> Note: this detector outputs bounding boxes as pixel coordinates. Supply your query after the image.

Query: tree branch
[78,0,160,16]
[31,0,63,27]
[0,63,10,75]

→ What is needed
Reproduce every item above word for word, keeping the original order and line breaks.

→ Result
> Note: this detector outputs bounding boxes as pixel coordinates. Supply your query after the image.

Query: tree branch
[78,0,160,16]
[31,0,63,27]
[0,63,10,75]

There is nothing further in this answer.